+++ Excerpted text +++
In porting this device to other systems, there are a number of issues
to consider. Some of these are correctness issues and are particularly
important, because they deal with ensuring that there are no race
conditions in load/stores.  Such correctness problems may show up only
at high load or numbers of processes, and so it is important to be
careful with them.

Other issues address performance problems.  With this device, very
good performance is possible.  But a single misstep (say an extra
cache miss caused by an out-of-order load or store) can cause a
significant performance degradation.

Choice of device: 

If it is possible to make ALL memory (including the
stack) visible from other "processes" (process in the MPI sense, see
below), then a modification of this device that does single copies from
source to destination, at least for long messages (rendezvous) should be used.

Correctness:

Is the system (hardware + software) sequentially consistent?  If not,
can it be forced to be (e.g., through the use of "sync" instructions
and special compiler options)?  Are a subset of instructions sequentially
consistent (e.g., vector move instructions)?

Is the system cache-coherent?  If not, is there a way to avoid forcing
cache flushes (for example, using cache bypass instructions for all read/write
operations)?  Systems with vector instructions (and assembly routines) may
find those useful.

Performance:

These are not so much a series of steps as things to think about.

What is the cache line size (both to avoid false sharing in locks and to
attempt to reduce the number of separate cache lines touched)?

What is the best way to transfer a cache line from one processor to another?

Is the cache write-through or write-back?

What is the best way (in terms of performance) to allocate shared
memory (for example, is shmat preferable to mmap?  mmap with special
options?)?

Are there ways to implement lock-free single consumer/multiple writer
queues and/or stacks?

What is the fastest way to perform a memcpy?  Can special
alignment/length rules help?

What are the preferred locks?  Can special locks be written that are
faster (e.g., not persistent like SYSV or not nestable like some
thread locks)?

Are there performance improvement tools?  What is the preferred way of tuning 
a program?  Are there special restrictions (e.g., not on forked programs
or threaded programs)?

What is the penalty for a cache miss?  Are there TLB issues?  

What is the proper way to implement a spin look in an exclusive-use
environment?  In an over-subscribed environment?

How are "processes" scheduled?  Can they be gang-scheduled?  Note that
this may suggest different strategies for creating the processes (most
MPI applications are more efficient if gang-scheduled).

Is there a high-resolution, low-overhead clock?  In an SMP, is the
same value returned by all processors (so that MPI_WTIME_IS_GLOBAL can
be set true)?

Miscellany:

If you DO use the SYSV routines, be sure that the users know about the
dangers.  The script util/cleanipcs can be used to remove all ipcs.
WARNING: if another application is using the SYSV ipcs deliberatly (i.e., 
is still running or is exploiting their persistence), cleanipcs will 
break that application.  Users should use ipcs and ipcrm in that case.

The "ready" value that is used is a single 0/1 value.  Since an entire
word is used, this could contain more data as long as an empty
indication was always easy to test for (probably must be 0 for that,
at least in some bit).  One possibility is to store the address of the
receivable packet instead of "1"; in this case, the user can run
through the packet ready list (possibly with a vector or
cache-optimized loop) and, once a ready packet is found, needs not
compute the address of the packet.

It may (or may not!) be a good idea to put the "ready" indicator into
the packet.
+++
▶ **Your instructions**:
Answer these questions about the porting notes above, using what the notes state.
1. Which script can be used to remove all ipcs?
2. What could be stored in place of "1" in the "ready" value?
3. Under what condition should a modification of the device that does single copies from source to destination be used?
+++ Raw data +++
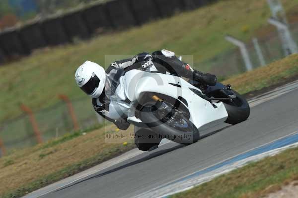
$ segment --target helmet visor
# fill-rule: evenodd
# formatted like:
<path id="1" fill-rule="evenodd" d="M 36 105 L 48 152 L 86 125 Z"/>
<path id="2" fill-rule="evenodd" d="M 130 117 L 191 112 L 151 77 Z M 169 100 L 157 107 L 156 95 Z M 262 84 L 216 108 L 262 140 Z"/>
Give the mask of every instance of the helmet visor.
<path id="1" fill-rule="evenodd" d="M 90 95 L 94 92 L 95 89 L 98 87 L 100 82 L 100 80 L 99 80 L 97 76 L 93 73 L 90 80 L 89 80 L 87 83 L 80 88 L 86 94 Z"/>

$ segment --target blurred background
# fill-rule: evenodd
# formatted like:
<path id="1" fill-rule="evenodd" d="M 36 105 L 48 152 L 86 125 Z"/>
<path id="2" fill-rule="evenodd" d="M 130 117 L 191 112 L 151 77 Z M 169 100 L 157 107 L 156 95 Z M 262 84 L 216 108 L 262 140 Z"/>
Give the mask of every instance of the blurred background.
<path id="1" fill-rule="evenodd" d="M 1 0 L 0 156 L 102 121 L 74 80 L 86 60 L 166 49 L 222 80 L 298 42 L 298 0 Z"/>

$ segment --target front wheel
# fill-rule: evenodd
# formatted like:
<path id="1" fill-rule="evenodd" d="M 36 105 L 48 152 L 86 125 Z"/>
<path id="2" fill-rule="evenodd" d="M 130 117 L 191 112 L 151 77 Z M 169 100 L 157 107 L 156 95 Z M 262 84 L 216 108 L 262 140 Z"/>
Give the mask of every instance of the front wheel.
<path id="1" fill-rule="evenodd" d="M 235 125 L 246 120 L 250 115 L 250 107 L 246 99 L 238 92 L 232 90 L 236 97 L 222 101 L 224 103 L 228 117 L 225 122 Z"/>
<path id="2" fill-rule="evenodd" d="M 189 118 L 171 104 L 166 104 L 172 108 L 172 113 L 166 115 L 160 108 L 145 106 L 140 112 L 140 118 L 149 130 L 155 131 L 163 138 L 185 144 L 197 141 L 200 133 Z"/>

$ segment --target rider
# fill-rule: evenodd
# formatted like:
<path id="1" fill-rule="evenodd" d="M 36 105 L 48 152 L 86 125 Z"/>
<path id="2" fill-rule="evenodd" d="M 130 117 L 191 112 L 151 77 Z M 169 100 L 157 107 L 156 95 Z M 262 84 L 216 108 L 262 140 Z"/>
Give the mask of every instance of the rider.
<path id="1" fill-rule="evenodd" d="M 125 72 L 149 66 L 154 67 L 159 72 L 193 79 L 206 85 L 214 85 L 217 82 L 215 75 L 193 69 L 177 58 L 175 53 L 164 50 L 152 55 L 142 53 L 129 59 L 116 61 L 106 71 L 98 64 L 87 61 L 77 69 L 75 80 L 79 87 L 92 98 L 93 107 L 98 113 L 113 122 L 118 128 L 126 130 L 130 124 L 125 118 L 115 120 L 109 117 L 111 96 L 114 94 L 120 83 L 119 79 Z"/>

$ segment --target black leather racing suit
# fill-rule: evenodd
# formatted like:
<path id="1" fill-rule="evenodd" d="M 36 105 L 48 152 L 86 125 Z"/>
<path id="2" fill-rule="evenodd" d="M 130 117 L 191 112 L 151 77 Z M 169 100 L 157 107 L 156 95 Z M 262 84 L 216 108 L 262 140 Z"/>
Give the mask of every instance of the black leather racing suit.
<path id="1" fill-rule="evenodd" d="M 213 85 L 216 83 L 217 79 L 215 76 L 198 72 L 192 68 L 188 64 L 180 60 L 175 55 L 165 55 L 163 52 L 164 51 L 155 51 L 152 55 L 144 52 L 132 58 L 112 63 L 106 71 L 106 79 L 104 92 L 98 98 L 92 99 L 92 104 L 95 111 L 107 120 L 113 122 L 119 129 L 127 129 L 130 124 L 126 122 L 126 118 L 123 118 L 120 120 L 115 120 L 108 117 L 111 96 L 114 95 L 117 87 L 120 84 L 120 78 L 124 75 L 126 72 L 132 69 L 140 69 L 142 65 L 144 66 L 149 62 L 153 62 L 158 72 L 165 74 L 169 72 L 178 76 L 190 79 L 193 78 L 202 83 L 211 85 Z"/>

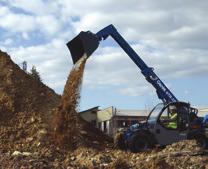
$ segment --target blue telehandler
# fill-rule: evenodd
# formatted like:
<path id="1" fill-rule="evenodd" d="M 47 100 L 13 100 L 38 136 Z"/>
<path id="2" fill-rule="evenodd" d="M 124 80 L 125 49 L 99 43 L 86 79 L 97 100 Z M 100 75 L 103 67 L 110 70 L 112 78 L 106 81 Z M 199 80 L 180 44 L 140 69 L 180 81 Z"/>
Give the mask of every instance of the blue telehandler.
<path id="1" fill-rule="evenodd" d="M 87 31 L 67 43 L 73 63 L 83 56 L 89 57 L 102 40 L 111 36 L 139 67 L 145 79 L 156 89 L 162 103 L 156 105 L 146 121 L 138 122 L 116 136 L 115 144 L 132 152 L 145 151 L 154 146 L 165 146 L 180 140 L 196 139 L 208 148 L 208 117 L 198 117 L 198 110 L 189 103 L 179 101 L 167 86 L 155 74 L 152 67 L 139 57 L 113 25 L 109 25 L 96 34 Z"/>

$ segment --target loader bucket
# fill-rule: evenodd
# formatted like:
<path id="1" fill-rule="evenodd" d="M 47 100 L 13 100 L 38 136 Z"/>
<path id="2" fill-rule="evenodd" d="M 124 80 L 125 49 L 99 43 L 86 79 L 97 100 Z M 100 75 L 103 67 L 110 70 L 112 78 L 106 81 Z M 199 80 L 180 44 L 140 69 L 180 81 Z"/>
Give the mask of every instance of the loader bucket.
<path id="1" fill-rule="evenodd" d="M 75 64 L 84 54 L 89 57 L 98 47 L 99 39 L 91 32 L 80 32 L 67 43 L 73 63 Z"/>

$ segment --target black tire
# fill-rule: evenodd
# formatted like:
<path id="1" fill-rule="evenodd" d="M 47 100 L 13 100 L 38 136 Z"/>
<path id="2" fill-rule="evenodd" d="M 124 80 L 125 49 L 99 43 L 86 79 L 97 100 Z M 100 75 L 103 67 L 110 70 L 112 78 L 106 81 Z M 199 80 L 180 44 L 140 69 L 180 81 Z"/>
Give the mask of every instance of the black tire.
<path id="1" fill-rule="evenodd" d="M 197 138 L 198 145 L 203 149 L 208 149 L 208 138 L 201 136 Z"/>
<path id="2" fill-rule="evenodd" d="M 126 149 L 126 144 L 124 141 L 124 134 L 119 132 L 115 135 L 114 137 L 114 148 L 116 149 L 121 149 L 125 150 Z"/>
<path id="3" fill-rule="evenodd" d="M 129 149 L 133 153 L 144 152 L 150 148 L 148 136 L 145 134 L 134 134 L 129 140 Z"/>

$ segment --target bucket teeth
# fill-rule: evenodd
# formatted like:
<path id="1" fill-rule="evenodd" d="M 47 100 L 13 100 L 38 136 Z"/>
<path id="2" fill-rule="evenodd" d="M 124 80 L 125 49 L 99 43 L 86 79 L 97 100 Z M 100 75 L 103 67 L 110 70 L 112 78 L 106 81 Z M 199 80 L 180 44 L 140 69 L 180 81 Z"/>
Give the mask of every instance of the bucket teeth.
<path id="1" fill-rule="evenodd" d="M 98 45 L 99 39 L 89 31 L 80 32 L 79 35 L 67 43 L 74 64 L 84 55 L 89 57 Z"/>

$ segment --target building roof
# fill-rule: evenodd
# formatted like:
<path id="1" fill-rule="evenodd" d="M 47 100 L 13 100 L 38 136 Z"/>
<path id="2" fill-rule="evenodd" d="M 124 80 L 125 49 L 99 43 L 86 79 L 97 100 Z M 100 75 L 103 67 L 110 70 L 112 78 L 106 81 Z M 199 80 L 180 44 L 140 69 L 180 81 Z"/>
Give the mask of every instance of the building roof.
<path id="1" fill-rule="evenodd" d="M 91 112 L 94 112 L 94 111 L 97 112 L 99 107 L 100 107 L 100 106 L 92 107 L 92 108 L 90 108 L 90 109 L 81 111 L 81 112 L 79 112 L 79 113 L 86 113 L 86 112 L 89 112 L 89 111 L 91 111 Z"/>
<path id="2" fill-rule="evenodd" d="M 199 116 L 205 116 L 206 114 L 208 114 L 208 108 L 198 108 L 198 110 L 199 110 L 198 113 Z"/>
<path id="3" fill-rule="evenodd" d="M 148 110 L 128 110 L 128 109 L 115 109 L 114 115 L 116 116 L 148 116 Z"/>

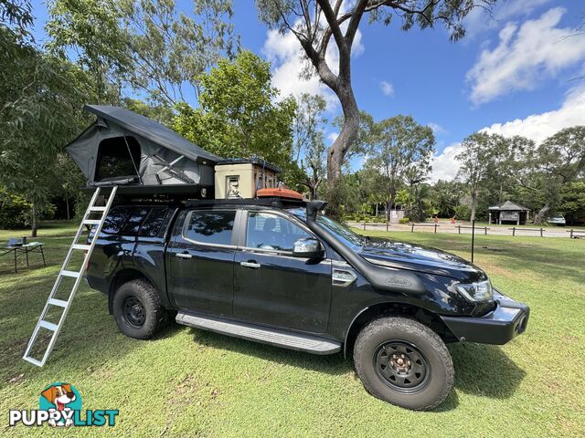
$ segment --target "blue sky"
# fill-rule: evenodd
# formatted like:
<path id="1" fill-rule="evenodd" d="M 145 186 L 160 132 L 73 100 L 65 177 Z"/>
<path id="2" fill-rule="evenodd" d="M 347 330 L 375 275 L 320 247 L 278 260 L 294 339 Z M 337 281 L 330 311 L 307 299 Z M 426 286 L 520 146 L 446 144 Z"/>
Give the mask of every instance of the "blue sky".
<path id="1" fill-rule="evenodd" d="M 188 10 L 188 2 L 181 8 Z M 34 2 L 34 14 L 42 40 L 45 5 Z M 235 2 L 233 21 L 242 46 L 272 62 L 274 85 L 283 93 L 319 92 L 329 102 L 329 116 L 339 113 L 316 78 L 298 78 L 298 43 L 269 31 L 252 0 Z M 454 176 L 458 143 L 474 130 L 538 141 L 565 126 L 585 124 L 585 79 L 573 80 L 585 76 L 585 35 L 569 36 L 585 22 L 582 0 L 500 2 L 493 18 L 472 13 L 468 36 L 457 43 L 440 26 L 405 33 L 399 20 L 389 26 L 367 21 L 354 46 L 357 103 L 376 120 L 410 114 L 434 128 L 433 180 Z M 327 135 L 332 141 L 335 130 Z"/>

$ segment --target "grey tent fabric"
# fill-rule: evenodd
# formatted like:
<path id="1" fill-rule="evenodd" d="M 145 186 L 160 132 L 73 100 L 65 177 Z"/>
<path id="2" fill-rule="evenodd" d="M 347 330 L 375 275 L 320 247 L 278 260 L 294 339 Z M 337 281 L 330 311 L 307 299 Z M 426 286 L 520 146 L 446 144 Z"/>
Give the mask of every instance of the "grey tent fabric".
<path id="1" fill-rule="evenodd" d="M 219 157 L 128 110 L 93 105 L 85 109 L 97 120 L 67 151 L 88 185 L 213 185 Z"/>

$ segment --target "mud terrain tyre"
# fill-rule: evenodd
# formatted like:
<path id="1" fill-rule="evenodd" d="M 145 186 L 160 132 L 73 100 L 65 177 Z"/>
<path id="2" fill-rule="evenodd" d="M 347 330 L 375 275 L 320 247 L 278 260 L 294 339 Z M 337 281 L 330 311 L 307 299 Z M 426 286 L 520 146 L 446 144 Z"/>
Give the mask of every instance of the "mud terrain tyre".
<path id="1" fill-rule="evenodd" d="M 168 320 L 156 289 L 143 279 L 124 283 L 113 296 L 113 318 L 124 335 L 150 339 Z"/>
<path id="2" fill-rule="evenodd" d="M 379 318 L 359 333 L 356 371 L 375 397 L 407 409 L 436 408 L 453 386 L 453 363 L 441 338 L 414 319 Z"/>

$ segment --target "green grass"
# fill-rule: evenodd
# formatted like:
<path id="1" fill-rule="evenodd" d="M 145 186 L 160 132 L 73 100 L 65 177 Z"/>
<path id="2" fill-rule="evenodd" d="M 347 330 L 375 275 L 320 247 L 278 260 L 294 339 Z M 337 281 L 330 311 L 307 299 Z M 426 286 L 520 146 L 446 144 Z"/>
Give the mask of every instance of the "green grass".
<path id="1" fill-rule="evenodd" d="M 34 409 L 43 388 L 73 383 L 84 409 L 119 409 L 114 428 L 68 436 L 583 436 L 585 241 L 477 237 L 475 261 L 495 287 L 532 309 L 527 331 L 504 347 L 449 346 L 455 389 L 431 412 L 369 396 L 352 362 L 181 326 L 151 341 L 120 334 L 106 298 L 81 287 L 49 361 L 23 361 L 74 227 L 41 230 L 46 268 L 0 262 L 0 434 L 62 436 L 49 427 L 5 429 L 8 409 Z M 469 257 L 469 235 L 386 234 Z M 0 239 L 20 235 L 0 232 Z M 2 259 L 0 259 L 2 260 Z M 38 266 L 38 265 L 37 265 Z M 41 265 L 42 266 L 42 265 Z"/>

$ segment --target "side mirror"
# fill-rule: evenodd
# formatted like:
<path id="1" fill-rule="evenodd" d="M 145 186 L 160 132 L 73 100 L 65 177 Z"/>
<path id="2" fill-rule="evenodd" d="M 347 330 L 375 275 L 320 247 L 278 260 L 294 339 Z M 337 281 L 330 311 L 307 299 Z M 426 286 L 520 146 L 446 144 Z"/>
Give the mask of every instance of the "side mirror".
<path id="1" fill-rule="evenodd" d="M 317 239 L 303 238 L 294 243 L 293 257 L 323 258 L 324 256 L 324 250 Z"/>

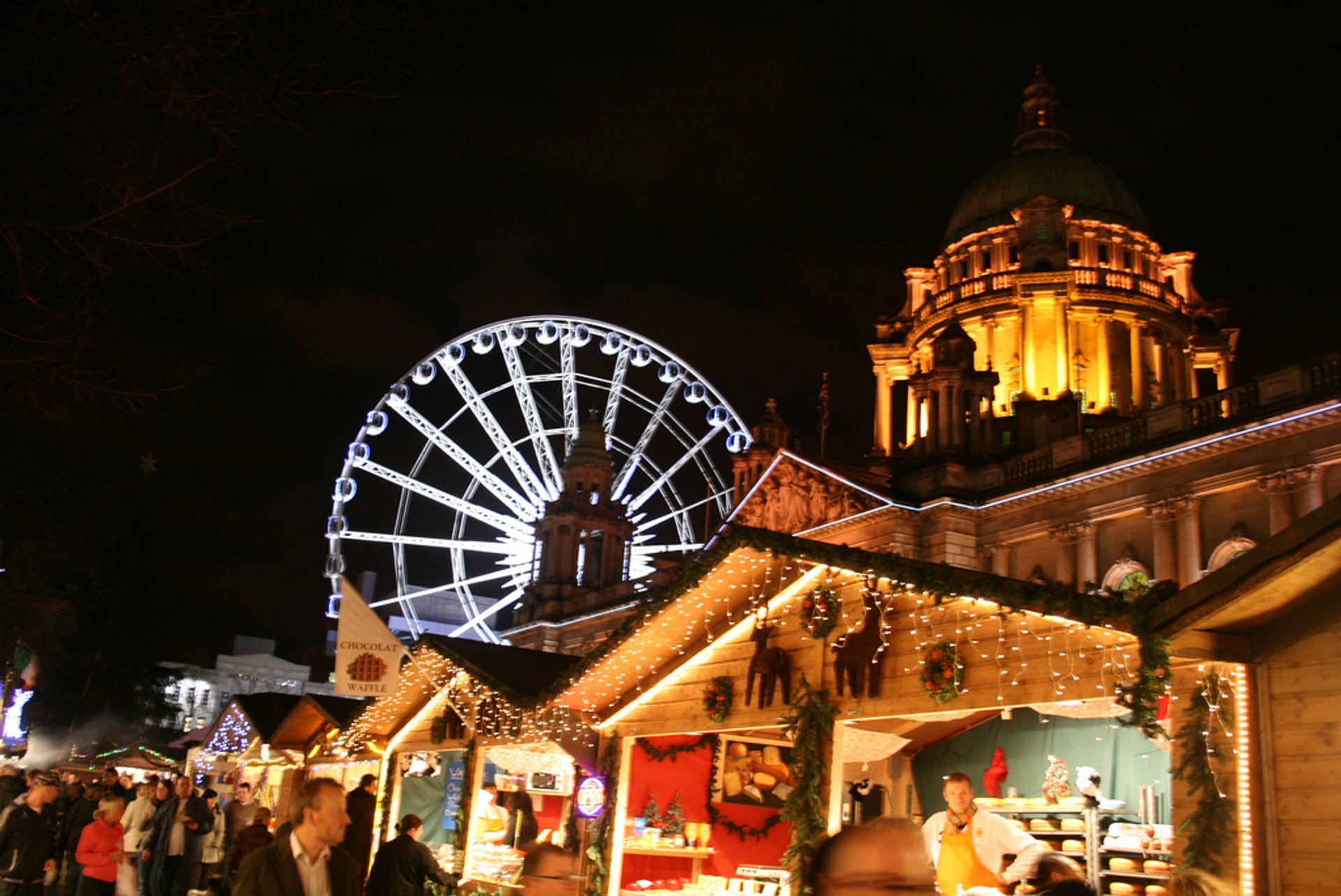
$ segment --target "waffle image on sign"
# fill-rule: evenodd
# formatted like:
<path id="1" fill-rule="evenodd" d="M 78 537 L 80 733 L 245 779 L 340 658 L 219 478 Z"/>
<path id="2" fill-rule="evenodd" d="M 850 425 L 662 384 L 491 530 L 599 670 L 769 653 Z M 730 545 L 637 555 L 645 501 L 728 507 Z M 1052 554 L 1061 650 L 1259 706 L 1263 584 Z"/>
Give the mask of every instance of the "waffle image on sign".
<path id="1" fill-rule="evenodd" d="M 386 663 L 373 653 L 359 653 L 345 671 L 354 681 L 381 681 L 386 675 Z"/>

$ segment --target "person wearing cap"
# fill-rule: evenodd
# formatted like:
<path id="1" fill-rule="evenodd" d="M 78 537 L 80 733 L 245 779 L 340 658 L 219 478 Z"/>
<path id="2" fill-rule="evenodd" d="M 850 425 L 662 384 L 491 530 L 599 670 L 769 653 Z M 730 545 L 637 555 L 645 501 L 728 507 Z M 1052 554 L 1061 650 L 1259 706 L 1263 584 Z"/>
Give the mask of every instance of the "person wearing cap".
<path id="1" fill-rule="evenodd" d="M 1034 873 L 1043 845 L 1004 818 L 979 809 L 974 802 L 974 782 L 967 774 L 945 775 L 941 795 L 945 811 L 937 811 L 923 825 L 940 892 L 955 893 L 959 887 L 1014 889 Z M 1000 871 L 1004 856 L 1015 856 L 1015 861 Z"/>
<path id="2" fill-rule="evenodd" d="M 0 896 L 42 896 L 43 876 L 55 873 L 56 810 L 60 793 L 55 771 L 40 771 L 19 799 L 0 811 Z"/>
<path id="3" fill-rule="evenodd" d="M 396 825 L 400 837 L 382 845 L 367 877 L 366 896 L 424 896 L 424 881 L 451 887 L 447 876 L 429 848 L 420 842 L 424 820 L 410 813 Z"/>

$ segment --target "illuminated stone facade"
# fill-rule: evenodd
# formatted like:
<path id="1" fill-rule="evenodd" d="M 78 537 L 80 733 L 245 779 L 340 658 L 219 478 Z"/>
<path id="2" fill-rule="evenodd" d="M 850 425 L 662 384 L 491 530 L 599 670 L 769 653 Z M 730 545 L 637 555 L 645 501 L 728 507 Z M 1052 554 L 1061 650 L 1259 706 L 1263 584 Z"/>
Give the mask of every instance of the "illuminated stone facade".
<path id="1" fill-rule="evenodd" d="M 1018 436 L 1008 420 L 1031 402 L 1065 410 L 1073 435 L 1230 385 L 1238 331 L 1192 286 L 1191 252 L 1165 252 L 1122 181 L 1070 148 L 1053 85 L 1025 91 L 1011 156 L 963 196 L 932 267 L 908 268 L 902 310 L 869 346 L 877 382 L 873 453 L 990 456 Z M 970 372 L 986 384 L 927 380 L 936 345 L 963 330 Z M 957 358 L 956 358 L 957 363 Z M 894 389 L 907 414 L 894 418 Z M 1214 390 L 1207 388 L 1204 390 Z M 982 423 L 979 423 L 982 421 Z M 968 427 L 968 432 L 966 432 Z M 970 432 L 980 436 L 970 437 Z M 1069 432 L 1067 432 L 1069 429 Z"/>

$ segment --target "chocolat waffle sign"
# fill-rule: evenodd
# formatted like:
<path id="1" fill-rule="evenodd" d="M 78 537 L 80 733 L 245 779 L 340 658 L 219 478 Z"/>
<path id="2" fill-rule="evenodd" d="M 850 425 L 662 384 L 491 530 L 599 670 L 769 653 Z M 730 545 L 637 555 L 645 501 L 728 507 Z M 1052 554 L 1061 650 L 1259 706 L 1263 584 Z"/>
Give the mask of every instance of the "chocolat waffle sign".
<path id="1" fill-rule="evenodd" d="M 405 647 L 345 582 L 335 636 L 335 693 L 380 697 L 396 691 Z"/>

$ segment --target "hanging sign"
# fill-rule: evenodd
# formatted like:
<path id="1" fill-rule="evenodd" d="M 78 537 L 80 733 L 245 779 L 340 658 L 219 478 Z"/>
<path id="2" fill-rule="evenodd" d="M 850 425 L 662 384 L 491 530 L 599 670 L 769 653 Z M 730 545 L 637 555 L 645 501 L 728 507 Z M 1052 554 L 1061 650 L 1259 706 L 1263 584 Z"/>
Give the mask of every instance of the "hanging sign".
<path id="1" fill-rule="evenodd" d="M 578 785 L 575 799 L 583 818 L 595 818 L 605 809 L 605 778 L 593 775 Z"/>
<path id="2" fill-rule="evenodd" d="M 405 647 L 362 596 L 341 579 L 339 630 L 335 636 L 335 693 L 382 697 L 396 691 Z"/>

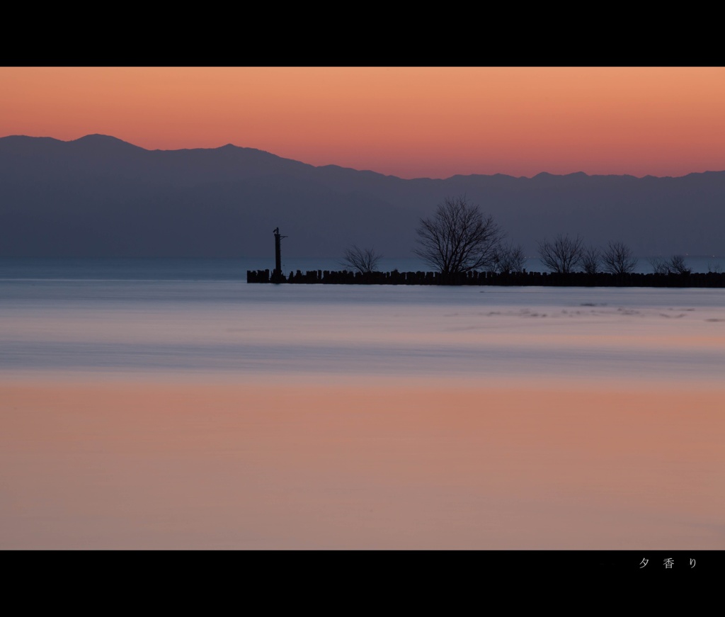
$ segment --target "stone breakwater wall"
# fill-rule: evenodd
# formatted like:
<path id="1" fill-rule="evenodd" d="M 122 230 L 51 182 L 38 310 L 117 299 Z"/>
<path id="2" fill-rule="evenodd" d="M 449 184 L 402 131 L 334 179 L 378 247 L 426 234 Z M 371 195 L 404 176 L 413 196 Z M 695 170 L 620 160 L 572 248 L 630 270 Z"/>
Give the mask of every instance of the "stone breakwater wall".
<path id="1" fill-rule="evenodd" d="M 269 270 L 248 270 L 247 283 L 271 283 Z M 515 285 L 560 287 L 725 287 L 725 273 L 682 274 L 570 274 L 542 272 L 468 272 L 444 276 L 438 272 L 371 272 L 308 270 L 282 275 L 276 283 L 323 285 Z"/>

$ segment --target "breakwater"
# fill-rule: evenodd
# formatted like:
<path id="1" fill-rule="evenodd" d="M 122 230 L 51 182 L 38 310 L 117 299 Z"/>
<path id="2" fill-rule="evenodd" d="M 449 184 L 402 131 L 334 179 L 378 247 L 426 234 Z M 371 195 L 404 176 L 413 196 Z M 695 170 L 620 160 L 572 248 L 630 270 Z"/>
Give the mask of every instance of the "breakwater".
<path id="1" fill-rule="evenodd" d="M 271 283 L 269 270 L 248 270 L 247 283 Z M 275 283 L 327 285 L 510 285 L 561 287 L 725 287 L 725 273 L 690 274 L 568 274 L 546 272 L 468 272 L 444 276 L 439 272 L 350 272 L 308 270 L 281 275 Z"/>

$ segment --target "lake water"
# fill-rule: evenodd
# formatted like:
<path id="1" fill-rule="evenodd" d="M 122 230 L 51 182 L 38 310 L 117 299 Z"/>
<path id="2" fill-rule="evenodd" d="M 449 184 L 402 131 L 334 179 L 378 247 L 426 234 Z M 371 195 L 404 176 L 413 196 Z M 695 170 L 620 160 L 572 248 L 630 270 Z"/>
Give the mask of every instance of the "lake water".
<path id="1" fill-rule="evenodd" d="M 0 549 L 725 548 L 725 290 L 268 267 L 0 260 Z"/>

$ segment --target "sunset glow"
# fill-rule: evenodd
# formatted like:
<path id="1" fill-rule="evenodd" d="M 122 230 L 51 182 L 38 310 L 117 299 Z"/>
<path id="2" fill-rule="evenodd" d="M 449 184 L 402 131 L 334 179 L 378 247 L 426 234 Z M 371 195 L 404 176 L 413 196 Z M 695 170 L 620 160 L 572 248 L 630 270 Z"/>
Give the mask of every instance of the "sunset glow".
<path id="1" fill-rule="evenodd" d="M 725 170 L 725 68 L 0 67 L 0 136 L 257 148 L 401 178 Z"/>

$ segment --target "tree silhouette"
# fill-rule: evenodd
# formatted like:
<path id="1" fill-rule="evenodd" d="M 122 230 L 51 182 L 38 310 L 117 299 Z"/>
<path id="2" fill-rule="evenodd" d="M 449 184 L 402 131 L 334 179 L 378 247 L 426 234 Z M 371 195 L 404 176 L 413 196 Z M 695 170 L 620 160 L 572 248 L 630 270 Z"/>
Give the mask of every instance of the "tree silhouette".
+++
▶ **Task result**:
1. util/cleanipcs
2. The address of the receivable packet
3. When it is possible to make all memory, including the stack, visible from other processes